• _Tarefa 1_:
Responda com base no discurso parlamentar:
(a) Segundo o orador, o que dizem os mais criminosos quando desejam a queda dum Governo?
(b) Por quantos votos teve o Governo maioria na votação a que o orador assistiu?
(c) Que ministro se referiu às setas?
• _Tarefa 2_: Prossiga o discurso parlamentar a partir da última frase apresentada.

• _Texto fornecido_:
============================================================

E por estas e outras que nós vemos a cada passo os mais criminosos desejarem a queda dum Govêrno, porque dizem: «Não, com êste Ministro não se faz nada, esperemos por outro». E é por isso que temos caído neste descalabro da administração pública.
Sr. Presidente: vou terminar as minhas considerações, agradecendo a amabilidade da Câmara em me ter escutado. Simplesmente quero ainda dizer que não se deve explorar com a situação do Partido Republicano Português. Êle tem dado e está dando as maiores provas de patriotismo.
Apoiados.
Se quisesse deitar o Govêrno a terra, tinha-o feito no primeiro dia da sua apresentação, e se aqui, numa votação a que assisti, o Govêrno teve maioria de dois votos, isso deve-se, digo-o com íntimo prazer da minha alma, à votação de quatro monárquicos.
Não, o Partido Republicano Português é claro nas suas afirmações. Não há que estar à espera que êle envie setas; não, nem eu aqui usei da palavra para dirigir as setas a que se referiu o Sr. Ministro das Colónias; foi simplesmente para defender um acto meu em virtude do que se tinha passado na outra Câmara e para pôr a claro o que são actos de administração.

============================================================

• _Informação registada_:
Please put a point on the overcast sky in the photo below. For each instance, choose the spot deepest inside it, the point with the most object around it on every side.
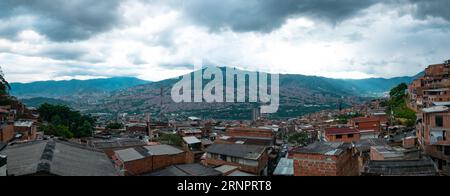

============================================================

• _Resultado do exercício 1_:
(a) «Não, com êste Ministro não se faz nada, esperemos por outro».
(b) Por dois votos.
(c) O Sr. Ministro das Colónias.

• _Resultado do exercício 2_:
Sr. Presidente: quando um partido tem a maioria que o meu tem, não se negando a governar, mas indicando a união de todos, e suporta um Govêrno contra a sua indicação, é porque é um partido que põe acima dos seus interêsses os da República.
Apoiados.
Tenho dito.
O orador não reviu.
O Sr. Presidente: — A Câmara viu há pouco que eu interrompi as considerações do Sr. Rodrigues Gaspar quando tinha passado o período de antes da ordem do dia. Porém a Câmara entendeu que S. Ex.ª podia continuar a usar da palavra com prejuízo da ordem do dia. Agora o Sr. Ministro das Colónias pediu a palavra para responder àquele Sr. Deputado. Entendo que a Câmara lògicamente permitirá que S. Ex.ª possa usar da palavra.
Apoiados gerais.
Tem a palavra S. Ex.ª
O Sr. Ministro das Colónias (Vicente Ferreira): — Sr. Presidente: razão tinha eu quando interpretei o significado das setas. Era a declaração de guerra.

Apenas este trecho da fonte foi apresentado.